Please rewrite the lines below, putting "evaluation" wherever "benchmark" appears and leaving everything else unchanged.

(Excerpts from a pointing dataset)
══════════════════════════════

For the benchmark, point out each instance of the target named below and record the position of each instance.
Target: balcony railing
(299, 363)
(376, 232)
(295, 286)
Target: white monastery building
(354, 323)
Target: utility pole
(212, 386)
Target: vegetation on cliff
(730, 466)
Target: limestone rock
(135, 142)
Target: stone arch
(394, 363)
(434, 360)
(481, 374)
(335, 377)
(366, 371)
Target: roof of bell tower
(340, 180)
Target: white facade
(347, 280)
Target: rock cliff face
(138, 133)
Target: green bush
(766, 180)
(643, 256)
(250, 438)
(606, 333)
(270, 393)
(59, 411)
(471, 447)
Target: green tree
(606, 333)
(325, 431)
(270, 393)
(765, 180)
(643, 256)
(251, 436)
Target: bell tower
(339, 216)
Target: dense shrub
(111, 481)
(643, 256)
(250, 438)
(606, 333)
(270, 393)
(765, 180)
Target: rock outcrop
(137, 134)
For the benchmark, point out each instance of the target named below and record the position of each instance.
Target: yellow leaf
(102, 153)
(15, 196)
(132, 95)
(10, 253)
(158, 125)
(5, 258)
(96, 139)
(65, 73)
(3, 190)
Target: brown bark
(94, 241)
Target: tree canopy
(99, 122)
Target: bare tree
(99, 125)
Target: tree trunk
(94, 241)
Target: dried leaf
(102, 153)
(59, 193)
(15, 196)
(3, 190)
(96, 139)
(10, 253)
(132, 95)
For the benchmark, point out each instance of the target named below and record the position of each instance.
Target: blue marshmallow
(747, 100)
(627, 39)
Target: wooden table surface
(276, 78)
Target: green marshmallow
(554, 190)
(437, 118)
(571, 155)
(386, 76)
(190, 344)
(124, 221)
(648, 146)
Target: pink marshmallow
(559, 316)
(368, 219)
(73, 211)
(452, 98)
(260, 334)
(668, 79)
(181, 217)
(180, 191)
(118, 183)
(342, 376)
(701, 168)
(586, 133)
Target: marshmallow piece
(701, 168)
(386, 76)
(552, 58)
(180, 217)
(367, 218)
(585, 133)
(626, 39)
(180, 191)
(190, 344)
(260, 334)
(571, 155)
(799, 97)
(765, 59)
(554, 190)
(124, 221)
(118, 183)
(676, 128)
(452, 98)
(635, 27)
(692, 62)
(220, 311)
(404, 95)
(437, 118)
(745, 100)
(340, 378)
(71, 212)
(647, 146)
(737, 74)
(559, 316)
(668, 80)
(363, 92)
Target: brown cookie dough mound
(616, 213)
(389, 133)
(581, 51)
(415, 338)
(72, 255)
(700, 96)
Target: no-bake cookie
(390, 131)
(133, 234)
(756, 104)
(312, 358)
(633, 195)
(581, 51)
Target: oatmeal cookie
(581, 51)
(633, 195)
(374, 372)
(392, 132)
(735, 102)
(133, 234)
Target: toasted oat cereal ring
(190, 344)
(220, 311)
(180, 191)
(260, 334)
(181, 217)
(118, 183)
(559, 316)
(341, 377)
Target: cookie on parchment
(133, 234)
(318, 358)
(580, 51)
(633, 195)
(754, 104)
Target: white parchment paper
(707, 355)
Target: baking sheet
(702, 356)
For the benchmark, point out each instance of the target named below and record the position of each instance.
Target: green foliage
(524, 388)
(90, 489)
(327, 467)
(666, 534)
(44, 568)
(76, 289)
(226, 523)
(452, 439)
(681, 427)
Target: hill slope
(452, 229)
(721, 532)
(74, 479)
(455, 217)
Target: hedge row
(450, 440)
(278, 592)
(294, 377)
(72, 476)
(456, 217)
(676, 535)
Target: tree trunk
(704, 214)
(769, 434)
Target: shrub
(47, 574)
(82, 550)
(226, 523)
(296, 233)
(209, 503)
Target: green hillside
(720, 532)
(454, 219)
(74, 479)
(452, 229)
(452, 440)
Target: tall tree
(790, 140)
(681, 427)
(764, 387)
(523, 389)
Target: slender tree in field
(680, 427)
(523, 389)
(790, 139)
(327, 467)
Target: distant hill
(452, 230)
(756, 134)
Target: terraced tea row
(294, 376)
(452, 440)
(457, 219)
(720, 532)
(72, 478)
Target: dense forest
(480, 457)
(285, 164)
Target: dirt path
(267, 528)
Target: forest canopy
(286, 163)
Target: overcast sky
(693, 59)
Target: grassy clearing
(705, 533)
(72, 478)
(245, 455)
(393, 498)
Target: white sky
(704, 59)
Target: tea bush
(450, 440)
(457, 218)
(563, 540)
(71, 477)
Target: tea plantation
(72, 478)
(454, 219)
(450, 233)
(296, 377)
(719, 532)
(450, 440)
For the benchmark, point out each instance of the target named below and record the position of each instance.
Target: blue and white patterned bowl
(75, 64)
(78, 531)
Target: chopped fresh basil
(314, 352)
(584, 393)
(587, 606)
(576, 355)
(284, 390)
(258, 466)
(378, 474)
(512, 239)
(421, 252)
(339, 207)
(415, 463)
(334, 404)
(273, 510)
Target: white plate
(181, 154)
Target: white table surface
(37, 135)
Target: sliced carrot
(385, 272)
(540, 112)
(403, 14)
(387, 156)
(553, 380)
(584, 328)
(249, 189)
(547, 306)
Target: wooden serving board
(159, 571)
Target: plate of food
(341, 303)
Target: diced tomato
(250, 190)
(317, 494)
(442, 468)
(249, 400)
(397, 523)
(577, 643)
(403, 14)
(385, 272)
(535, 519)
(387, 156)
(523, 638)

══════════════════════════════

▶ **Result of the task**
For the evaluation, point out each instance of the target named below and record the position of each instance.
Target: balcony railing
(299, 363)
(376, 232)
(295, 286)
Target: white monastery building
(354, 323)
Target: utility pole
(212, 386)
Target: vegetation on cliff
(730, 466)
Target: limestone rock
(135, 142)
Target: stone arch
(394, 363)
(434, 360)
(481, 374)
(335, 377)
(366, 371)
Target: roof of bell tower
(340, 180)
Target: white facade
(347, 280)
Target: rock cliff face
(138, 133)
Target: green bush
(766, 180)
(643, 256)
(250, 438)
(606, 333)
(270, 393)
(59, 411)
(471, 447)
Target: green tree
(606, 333)
(325, 431)
(270, 393)
(765, 180)
(643, 256)
(251, 436)
Target: bell tower
(339, 216)
Target: dense shrub
(111, 481)
(643, 256)
(250, 438)
(606, 333)
(270, 393)
(765, 180)
Target: rock outcrop
(137, 134)
For the evaluation, point out each instance of the target named below and record the position of each instance.
Target: yellow leaf
(102, 153)
(15, 196)
(132, 95)
(10, 253)
(158, 125)
(5, 258)
(96, 139)
(65, 73)
(3, 190)
Target: brown bark
(94, 241)
Target: tree canopy
(99, 122)
Target: bare tree
(99, 125)
Target: tree trunk
(94, 241)
Target: dried leaf
(102, 153)
(59, 193)
(15, 196)
(3, 190)
(96, 139)
(10, 253)
(132, 95)
For the evaluation, point out each instance of the target named below and record the position of each instance.
Target: blue marshmallow
(747, 100)
(627, 39)
Target: wooden table surface
(276, 78)
Target: green marshmallow
(554, 190)
(437, 118)
(571, 155)
(386, 76)
(190, 344)
(124, 221)
(648, 146)
Target: pink marshmallow
(559, 316)
(368, 219)
(73, 211)
(452, 98)
(260, 334)
(668, 79)
(181, 217)
(180, 191)
(118, 183)
(342, 376)
(701, 168)
(586, 133)
Target: marshmallow piece
(701, 168)
(386, 76)
(552, 58)
(180, 217)
(367, 218)
(585, 133)
(626, 39)
(180, 191)
(190, 344)
(260, 334)
(571, 155)
(799, 97)
(765, 59)
(554, 190)
(124, 221)
(118, 183)
(676, 128)
(452, 98)
(635, 27)
(692, 62)
(220, 311)
(404, 95)
(437, 118)
(745, 100)
(340, 378)
(71, 212)
(647, 146)
(737, 74)
(559, 316)
(668, 80)
(363, 92)
Target: brown cookie dough mound
(616, 213)
(389, 133)
(581, 51)
(415, 338)
(72, 255)
(700, 96)
Target: no-bake cookie
(390, 131)
(133, 234)
(756, 104)
(312, 358)
(633, 195)
(581, 51)
Target: oatmeal cookie
(581, 51)
(633, 195)
(374, 372)
(392, 132)
(735, 102)
(133, 234)
Target: toasted oat cereal ring
(190, 344)
(220, 311)
(180, 191)
(260, 334)
(181, 217)
(118, 183)
(559, 316)
(341, 377)
Target: cookie on parchment
(133, 234)
(318, 358)
(580, 51)
(633, 195)
(754, 104)
Target: white parchment paper
(707, 355)
Target: baking sheet
(702, 356)
For the evaluation, point out each instance of the target named below and record the position of each instance.
Target: green foliage
(524, 388)
(90, 489)
(327, 467)
(666, 534)
(44, 568)
(76, 289)
(226, 523)
(452, 439)
(681, 427)
Target: hill slope
(452, 229)
(721, 532)
(74, 479)
(455, 217)
Target: hedge row
(450, 440)
(278, 592)
(294, 377)
(72, 476)
(456, 217)
(676, 535)
Target: tree trunk
(704, 214)
(769, 434)
Target: shrub
(47, 574)
(82, 550)
(226, 523)
(296, 233)
(209, 503)
Target: green hillside
(720, 532)
(454, 219)
(74, 479)
(452, 229)
(452, 440)
Target: tall tree
(790, 140)
(681, 427)
(764, 387)
(523, 389)
Target: slender tree in field
(680, 427)
(523, 389)
(790, 139)
(327, 467)
Target: distant hill
(452, 230)
(756, 134)
Target: terraced tea row
(294, 376)
(452, 440)
(457, 219)
(720, 532)
(72, 478)
Target: dense forest
(480, 457)
(285, 164)
Target: dirt path
(267, 528)
Target: forest canopy
(286, 163)
Target: overcast sky
(693, 59)
Target: grassy clearing
(705, 533)
(72, 478)
(245, 455)
(393, 498)
Target: white sky
(704, 59)
Target: tea bush
(450, 440)
(457, 218)
(563, 540)
(71, 477)
Target: tea plantation
(72, 478)
(454, 219)
(450, 233)
(296, 377)
(719, 532)
(450, 440)
For the evaluation, point out each instance of the target named below and record the position of each instance.
Target: blue and white patterned bowl
(75, 64)
(78, 531)
Target: chopped fresh basil
(314, 352)
(584, 393)
(587, 606)
(576, 355)
(284, 390)
(258, 466)
(378, 474)
(512, 239)
(421, 252)
(339, 207)
(415, 463)
(334, 404)
(273, 510)
Target: white plate
(181, 154)
Target: white table surface
(37, 135)
Target: sliced carrot
(385, 272)
(540, 112)
(403, 14)
(387, 156)
(553, 380)
(584, 328)
(249, 189)
(547, 306)
Target: wooden serving board
(159, 571)
Target: plate of food
(341, 303)
Target: diced tomato
(250, 190)
(317, 494)
(442, 468)
(249, 400)
(397, 523)
(577, 643)
(403, 14)
(385, 272)
(535, 519)
(387, 156)
(523, 638)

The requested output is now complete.